:: Task prompt ::
Send back all the data below, exactly as given.

━━━━━━━━━━━━━━━━━━━━━━━━━━━━━━

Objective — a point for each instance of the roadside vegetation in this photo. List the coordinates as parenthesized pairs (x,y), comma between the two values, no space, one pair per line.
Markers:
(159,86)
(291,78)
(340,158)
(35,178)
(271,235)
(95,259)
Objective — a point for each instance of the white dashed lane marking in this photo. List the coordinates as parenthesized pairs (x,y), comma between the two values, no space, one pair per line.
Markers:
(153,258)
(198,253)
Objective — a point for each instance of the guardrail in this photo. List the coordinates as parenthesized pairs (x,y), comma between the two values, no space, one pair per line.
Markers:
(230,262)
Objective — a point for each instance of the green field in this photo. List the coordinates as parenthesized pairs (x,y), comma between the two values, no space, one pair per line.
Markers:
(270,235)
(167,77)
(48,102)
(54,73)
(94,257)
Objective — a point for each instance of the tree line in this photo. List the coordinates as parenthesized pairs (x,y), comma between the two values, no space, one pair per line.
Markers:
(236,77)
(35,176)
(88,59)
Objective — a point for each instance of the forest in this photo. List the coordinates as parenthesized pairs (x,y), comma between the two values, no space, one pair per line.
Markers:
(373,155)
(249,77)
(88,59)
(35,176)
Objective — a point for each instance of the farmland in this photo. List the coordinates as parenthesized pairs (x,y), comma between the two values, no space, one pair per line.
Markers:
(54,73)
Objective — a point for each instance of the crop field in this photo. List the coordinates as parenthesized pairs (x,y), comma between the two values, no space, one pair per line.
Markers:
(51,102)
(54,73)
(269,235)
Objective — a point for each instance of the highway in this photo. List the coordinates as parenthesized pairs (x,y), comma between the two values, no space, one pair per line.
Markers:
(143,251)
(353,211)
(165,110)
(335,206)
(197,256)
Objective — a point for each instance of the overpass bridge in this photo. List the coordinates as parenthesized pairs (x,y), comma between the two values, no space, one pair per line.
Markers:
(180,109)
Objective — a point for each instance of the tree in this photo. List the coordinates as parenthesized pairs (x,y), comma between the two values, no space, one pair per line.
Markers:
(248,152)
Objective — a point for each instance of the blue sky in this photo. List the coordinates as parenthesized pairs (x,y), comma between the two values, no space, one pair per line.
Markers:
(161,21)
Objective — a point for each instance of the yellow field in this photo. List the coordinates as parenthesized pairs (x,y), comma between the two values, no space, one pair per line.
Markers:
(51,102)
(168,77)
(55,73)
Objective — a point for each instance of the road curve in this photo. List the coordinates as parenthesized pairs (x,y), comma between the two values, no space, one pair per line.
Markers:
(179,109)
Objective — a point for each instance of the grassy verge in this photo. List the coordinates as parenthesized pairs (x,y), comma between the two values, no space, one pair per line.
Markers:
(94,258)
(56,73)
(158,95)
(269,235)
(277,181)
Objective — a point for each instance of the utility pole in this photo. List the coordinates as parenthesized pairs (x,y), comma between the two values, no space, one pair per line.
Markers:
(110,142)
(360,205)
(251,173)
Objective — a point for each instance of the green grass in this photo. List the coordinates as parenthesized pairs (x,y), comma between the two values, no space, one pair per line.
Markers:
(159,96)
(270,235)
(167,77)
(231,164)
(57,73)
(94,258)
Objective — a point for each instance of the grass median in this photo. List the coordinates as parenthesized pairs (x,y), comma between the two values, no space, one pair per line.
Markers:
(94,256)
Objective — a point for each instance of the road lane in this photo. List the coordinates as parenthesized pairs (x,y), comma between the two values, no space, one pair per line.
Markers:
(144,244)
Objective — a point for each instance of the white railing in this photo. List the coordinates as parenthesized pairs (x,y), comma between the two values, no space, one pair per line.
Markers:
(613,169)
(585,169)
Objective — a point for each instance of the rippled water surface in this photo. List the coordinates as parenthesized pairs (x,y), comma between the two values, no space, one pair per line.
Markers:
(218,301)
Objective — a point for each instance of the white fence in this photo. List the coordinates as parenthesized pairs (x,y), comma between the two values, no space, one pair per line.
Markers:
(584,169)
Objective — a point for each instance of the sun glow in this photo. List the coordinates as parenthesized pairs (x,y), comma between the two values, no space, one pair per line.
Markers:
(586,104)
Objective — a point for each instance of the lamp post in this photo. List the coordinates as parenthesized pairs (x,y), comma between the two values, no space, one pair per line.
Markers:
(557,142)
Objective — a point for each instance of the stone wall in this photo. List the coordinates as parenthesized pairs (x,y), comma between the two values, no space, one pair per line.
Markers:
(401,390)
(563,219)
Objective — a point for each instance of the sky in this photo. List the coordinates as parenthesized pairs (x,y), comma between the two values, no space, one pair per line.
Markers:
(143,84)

━━━━━━━━━━━━━━━━━━━━━━━━━━━━━━

:: Finished answer ::
Objective — a point for each instance of the roadside vegetation in this photo. List the coordinates as parenthesized pairs (x,y), comma between the two values, no space, one pair per line.
Markers:
(159,86)
(291,78)
(340,158)
(35,178)
(271,235)
(95,259)
Objective — a point for each instance of the white dashed lane marking in this photo. List the coordinates as parenthesized pairs (x,y), comma between the two values, no space, one pair per line.
Markers:
(153,258)
(198,253)
Objective — a point for each instance of the guardrail in this photo. List the coordinates as parenthesized pairs (x,y), comma between the two values, no space, one pair per line.
Markers:
(230,262)
Objective — a point for each instance of the green field in this photo. List the coordinates as parenthesized pairs (x,y), comma between the two values, no space, one pair per line.
Markers:
(270,235)
(167,77)
(48,102)
(54,73)
(94,257)
Objective — a point for each instance of the tree line in this photo. List the coordinates as parenthesized pairs (x,y), comma between the two values, no space, one pair per line.
Markers:
(236,77)
(35,176)
(88,59)
Objective — a point for each instance of the forest in this photo. List the coordinates as parenthesized pairs (x,y), comma between the two values, no space, one pair per line.
Markers:
(373,155)
(249,77)
(88,59)
(35,176)
Objective — a point for each instance of the farmland in this photo. List the coordinates as parenthesized pairs (x,y), comma between the two values, no space, one pair per line.
Markers:
(54,73)
Objective — a point for each instance of the crop field in this photo. List the coordinates as parenthesized pairs (x,y), comma between the two values, no space, one pair per line.
Markers:
(51,102)
(54,73)
(269,235)
Objective — a point for each instance of the highway in this photo. List the coordinates as parenthesized pairs (x,y), comma between the two values, no space, one pair per line.
Markers:
(143,251)
(353,211)
(165,110)
(335,206)
(197,256)
Objective — a point for each instance of the overpass bridge in this photo. List the coordinates as parenthesized pairs (x,y), comma between the two values, no space, one pair per line.
Markers:
(180,109)
Objective — a point for each instance of the tree in this photo. List the coordinates as parenthesized pairs (x,y), comma between the two values, no space, one pair per line.
Markers:
(248,152)
Objective — a point for each instance of the blue sky in this photo. List the coordinates as parenthesized pairs (x,y), comma between the two values, no space, one pair per line.
Markers:
(161,21)
Objective — a point for each instance of the yellow field in this photo. List the coordinates as parenthesized pairs (x,y), comma between the two values, no space, one pair per line.
Markers:
(51,102)
(168,77)
(55,73)
Objective — a point for each instance of the road curve in this photo. List the coordinates as parenthesized pairs (x,y), comma between the two values, no space, one pair per line.
Markers:
(179,109)
Objective — a point for each instance of the grassy verge in this photo. List the coordinates as parenthesized pairs (x,y), comma between the two values, no space, one pair per line.
Markers:
(94,258)
(56,73)
(158,95)
(269,235)
(277,181)
Objective — a point for each instance of the utility pole in this photo. List the coordinates as parenthesized pairs (x,y), comma between the two values, no space, one pair per line.
Markers:
(110,142)
(360,205)
(251,173)
Objective — a point for each instance of the green grass in this photo. List the coordinates as parenthesized pairs (x,y), comma between the two values, no space, one pair per line.
Markers:
(159,96)
(270,235)
(167,77)
(231,164)
(57,73)
(94,258)
Objective — a point for each instance of the grass median in this photo. List the coordinates as parenthesized pairs (x,y), comma between the two values, no space, one pair per line.
Markers:
(94,256)
Objective — a point for each instance of the road lane in this photo. List the coordinates as parenthesized pairs (x,y), comma between the two values, no space, one pair per line.
Markers:
(144,244)
Objective — a point for each instance of the white railing in this photo. List the coordinates as parenthesized pairs (x,y), comma between the two values, no space, one pair per line.
Markers:
(613,169)
(585,169)
Objective — a point for each instance of the rippled water surface in this photo. List the coordinates as parenthesized pairs (x,y), comma between the two values, no space, one pair per line.
Markers:
(218,301)
Objective — a point for each instance of the white fence in this photo. List the coordinates as parenthesized pairs (x,y), comma between the two values, no space, one pair per line.
Markers:
(584,169)
Objective — a point for each instance of the sun glow in this photo. List the coordinates as parenthesized pairs (x,y), comma between the two values, no space, one pair per line.
Markers:
(586,104)
Objective — a point for each instance of the lamp post in this photo. List the coordinates as parenthesized pairs (x,y), comma between the two values, no space, one pair per line.
Markers:
(557,142)
Objective — a point for each instance of the stone wall in this photo. List the coordinates as parenthesized pairs (x,y), comma between the two values, no space, one pair per line.
Markers:
(401,390)
(563,219)
Objective — a point for each instance of the sky in this photo. List the coordinates as parenthesized pairs (x,y), comma between the two values, no space, one pair per line.
Markers:
(143,84)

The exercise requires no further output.